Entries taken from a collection
■ ■ ■
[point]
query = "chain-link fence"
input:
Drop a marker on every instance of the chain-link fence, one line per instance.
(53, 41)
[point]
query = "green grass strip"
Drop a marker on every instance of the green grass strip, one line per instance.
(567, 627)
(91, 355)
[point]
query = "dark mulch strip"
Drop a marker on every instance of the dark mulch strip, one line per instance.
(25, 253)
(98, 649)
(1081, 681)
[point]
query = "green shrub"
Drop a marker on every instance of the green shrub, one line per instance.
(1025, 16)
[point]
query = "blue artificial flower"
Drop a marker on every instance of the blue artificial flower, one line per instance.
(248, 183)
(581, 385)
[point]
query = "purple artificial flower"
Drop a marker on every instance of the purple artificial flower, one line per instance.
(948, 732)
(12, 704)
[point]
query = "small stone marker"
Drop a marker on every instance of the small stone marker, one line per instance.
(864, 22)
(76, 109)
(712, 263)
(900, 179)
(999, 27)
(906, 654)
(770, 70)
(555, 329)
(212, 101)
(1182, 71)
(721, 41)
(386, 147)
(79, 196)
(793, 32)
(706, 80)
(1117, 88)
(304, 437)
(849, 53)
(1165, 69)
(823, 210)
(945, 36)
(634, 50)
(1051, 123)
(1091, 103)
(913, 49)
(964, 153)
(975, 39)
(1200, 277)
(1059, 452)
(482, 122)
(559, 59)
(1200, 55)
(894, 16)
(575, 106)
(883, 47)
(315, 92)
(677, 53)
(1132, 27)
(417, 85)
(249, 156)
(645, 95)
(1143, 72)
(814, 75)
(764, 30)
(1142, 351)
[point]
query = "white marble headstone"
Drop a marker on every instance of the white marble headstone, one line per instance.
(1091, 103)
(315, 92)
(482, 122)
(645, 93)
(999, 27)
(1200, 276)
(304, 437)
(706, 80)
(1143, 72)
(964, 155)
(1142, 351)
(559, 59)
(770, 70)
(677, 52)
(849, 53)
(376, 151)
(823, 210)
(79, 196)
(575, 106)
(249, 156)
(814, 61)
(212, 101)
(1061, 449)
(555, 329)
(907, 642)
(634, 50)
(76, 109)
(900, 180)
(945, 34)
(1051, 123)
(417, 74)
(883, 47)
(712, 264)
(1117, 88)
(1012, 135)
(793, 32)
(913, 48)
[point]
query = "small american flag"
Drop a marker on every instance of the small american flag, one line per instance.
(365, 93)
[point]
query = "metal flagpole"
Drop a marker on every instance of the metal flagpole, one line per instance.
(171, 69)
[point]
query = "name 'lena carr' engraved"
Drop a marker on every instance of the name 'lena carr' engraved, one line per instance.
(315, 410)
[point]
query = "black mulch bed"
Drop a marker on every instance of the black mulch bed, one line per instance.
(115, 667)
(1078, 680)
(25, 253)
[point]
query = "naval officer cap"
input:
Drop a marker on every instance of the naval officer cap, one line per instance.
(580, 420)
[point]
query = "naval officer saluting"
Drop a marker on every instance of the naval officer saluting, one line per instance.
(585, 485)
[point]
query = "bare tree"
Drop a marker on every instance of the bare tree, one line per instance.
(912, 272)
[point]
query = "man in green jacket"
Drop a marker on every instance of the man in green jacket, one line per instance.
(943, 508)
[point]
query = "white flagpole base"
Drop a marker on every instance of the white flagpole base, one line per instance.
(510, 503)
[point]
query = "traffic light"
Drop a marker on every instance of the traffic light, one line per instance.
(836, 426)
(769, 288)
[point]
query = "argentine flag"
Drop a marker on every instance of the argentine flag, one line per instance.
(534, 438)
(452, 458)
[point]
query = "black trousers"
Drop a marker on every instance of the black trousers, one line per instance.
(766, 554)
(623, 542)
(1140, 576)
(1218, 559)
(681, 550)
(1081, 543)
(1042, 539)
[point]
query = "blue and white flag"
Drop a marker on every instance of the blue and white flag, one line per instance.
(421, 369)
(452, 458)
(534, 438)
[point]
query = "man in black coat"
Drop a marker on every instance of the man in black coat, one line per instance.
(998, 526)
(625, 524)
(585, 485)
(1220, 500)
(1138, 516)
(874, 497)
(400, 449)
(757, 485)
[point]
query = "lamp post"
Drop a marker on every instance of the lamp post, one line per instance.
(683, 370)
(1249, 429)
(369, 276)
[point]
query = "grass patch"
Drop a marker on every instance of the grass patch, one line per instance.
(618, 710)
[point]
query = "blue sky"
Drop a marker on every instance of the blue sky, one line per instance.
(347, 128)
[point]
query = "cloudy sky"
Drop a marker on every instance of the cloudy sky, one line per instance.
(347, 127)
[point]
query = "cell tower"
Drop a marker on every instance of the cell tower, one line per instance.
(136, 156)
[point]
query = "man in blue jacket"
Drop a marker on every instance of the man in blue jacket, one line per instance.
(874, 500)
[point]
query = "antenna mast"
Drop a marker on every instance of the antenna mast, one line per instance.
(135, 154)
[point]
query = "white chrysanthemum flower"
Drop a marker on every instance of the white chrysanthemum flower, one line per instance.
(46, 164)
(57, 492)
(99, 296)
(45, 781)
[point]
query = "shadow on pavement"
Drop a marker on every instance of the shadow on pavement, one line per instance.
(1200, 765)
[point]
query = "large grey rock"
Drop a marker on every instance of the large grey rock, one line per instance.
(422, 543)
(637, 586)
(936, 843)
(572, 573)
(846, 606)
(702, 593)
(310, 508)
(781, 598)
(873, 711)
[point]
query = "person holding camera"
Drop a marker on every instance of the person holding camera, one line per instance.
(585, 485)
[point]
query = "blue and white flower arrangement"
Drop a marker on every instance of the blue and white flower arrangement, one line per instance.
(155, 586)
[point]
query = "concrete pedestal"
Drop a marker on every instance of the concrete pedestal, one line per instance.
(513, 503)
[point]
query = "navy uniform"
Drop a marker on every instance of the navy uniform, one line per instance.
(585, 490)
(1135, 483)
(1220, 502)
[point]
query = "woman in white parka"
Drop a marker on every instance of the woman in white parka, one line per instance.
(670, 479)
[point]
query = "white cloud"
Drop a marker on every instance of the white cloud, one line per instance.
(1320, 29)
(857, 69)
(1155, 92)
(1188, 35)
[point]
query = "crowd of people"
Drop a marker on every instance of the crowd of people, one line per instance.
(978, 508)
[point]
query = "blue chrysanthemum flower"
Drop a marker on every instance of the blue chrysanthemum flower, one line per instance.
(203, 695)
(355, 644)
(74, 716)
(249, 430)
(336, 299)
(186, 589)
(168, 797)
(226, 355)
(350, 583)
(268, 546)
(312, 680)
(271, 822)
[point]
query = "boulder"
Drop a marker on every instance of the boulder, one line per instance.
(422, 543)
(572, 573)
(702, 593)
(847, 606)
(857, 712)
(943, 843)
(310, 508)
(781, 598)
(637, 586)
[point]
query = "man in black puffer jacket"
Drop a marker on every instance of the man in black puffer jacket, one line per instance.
■ ■ ■
• [Brief]:
Retype the material above, line by line, exactly.

• [Right answer]:
[point]
query = "chain-link fence"
input:
Drop a marker on every instance of the chain-link fence, one line per instance.
(53, 41)
[point]
query = "green grass strip"
Drop a marker on every instance of the green grass strip, one line per instance.
(567, 627)
(91, 355)
[point]
query = "dark mulch strip"
Drop a marker on every instance of the dark mulch strip, one line per instance.
(25, 253)
(98, 649)
(1081, 681)
[point]
query = "green shrub"
Drop a marker on every instance of the green shrub, one line per instance.
(1025, 16)
[point]
query = "blue artificial flower"
Drop a marker on every instance of the blue artificial flower, one line per instance.
(248, 183)
(581, 385)
[point]
query = "purple artificial flower"
Drop a marker on every instance of the purple artificial flower, one line per instance.
(948, 732)
(12, 704)
[point]
query = "small stone marker"
Drop a marker on every instance of the small stone marker, one line per instance.
(864, 22)
(76, 109)
(712, 263)
(900, 179)
(999, 27)
(906, 654)
(770, 70)
(555, 329)
(212, 101)
(1182, 71)
(721, 41)
(386, 147)
(79, 196)
(793, 32)
(706, 80)
(1117, 88)
(304, 437)
(849, 53)
(1165, 69)
(823, 210)
(945, 36)
(634, 50)
(1051, 123)
(1091, 103)
(913, 49)
(964, 153)
(975, 39)
(1200, 277)
(1059, 452)
(482, 122)
(559, 59)
(1200, 55)
(894, 16)
(575, 106)
(883, 47)
(315, 92)
(677, 53)
(1132, 27)
(417, 85)
(249, 156)
(645, 95)
(1143, 72)
(814, 75)
(764, 30)
(1142, 351)
[point]
query = "white marble headstone"
Drop a marker on every instance of the white marble headstone, one line per instance.
(1091, 103)
(315, 92)
(482, 122)
(645, 93)
(999, 27)
(1200, 276)
(304, 437)
(706, 80)
(1143, 72)
(964, 155)
(1142, 351)
(559, 59)
(770, 70)
(677, 52)
(849, 53)
(376, 151)
(823, 210)
(79, 196)
(575, 106)
(249, 156)
(814, 61)
(212, 101)
(1061, 449)
(555, 329)
(907, 642)
(634, 50)
(76, 109)
(900, 180)
(945, 34)
(1051, 123)
(417, 74)
(883, 47)
(712, 264)
(1117, 88)
(1012, 135)
(793, 32)
(913, 48)
[point]
query = "small american flag"
Drop a marker on every instance of the small american flag, one line per instance.
(365, 93)
[point]
query = "metal flagpole"
Drop a marker on every instance of the metal flagpole, one line per instance.
(171, 69)
[point]
query = "name 'lena carr' engraved"
Drop a marker on every instance of the name 'lena carr' engraved, one line per instance.
(315, 410)
[point]
query = "black mulch bed"
Drop a marker on every instance of the black mulch bed, one line per instance.
(115, 667)
(1078, 680)
(25, 253)
[point]
query = "naval officer cap"
input:
Drop a marker on every instance of the naval officer cap, one line per instance.
(580, 420)
[point]
query = "naval officer saluting"
Drop a marker on every instance of the naval officer saluting, one line per instance.
(585, 485)
[point]
query = "bare tree"
Drop a marker on every instance of the bare tree, one line per instance.
(912, 272)
[point]
query = "man in green jacket"
Drop a marker on every instance of the man in green jacket, one line per instance.
(943, 508)
[point]
query = "white flagpole base"
Drop a marker on every instance of the white flagpole base, one line per instance.
(510, 503)
[point]
query = "traffic light"
Drop a marker on every instance of the traffic light, one line per instance.
(836, 426)
(769, 288)
[point]
query = "argentine flag"
Drop a marker on every instance of the argentine flag, one line per instance.
(534, 438)
(452, 458)
[point]
query = "black trousers"
Drop a marker on every instance of the black trousers, one line per instance.
(766, 554)
(623, 542)
(1140, 576)
(1218, 559)
(681, 550)
(1081, 543)
(1042, 539)
[point]
query = "blue and white flag"
Drop a marker on every instance of the blue and white flag, one line per instance.
(421, 369)
(452, 458)
(534, 438)
[point]
query = "man in black coat"
Drop a marker on every instance of the man in black coat, one line per instance.
(998, 526)
(625, 524)
(585, 485)
(1220, 500)
(1138, 516)
(874, 497)
(400, 449)
(757, 485)
[point]
query = "lamp post"
Drop a marker on every instance of the lamp post, one line per instance.
(683, 370)
(1249, 429)
(369, 276)
[point]
query = "grass patch"
Drop a marker on every instance of the grass patch, one line per instance.
(618, 710)
[point]
query = "blue sky"
Drop a marker on every instance of the blue sky, one line per instance.
(347, 128)
[point]
query = "cloudy sky"
Drop a marker on every instance of the cloudy sky, one line per instance.
(347, 127)
[point]
query = "cell tower"
Drop a marker on every instance of the cell tower, one line per instance.
(136, 156)
[point]
query = "man in blue jacket"
Drop a marker on every instance of the man in blue jacket, one line per instance.
(874, 500)
[point]
query = "antenna mast"
Drop a marker on every instance of the antenna mast, one line per instance.
(135, 154)
[point]
query = "white chrysanthemum flower"
Drop a marker on every instance of the white chrysanthemum flower, one line per instance.
(46, 164)
(57, 492)
(99, 296)
(45, 781)
[point]
query = "shadow on pavement"
Drop a marker on every instance of the shadow on pavement, one line per instance.
(1200, 765)
[point]
query = "large grey rock"
Drop a marker on every instance of the large grey rock, one line per instance.
(422, 543)
(637, 586)
(936, 843)
(572, 573)
(846, 606)
(702, 593)
(310, 508)
(781, 598)
(873, 711)
[point]
query = "person holding camera"
Drop a marker on every instance of the person holding camera, one line per instance.
(585, 485)
[point]
query = "blue and white flower arrangement"
Drop a marker on every instance of the blue and white flower arrangement, one line per instance.
(155, 586)
[point]
query = "concrete pedestal"
Drop a marker on every instance of the concrete pedestal, one line per instance.
(513, 503)
[point]
query = "navy uniform"
Drop a marker on every instance of the navy uniform, one line per instance.
(585, 490)
(1135, 483)
(1220, 502)
[point]
query = "woman in white parka"
Drop a marker on every instance of the woman in white parka, one line per instance.
(670, 479)
[point]
query = "white cloud"
Drop a marker on every instance of the white cloud, one line per instance.
(1320, 29)
(857, 69)
(1155, 92)
(1188, 35)
[point]
query = "crowd of people"
Drop a marker on every instance of the crowd of people, one line per instance.
(978, 508)
[point]
query = "blue chrysanthemum flower"
Drop a marker on every instance of the blue chrysanthemum flower, one line per instance.
(203, 695)
(355, 644)
(74, 716)
(249, 430)
(336, 299)
(186, 589)
(168, 797)
(226, 355)
(350, 583)
(268, 546)
(312, 680)
(271, 822)
[point]
query = "boulder"
Drop a marker on every instance of the boulder, one line per instance.
(422, 543)
(572, 573)
(702, 593)
(847, 606)
(857, 712)
(943, 843)
(310, 508)
(781, 598)
(637, 586)
[point]
query = "man in black puffer jacket"
Drop a marker on every instance of the man in black puffer jacket, one line per instance.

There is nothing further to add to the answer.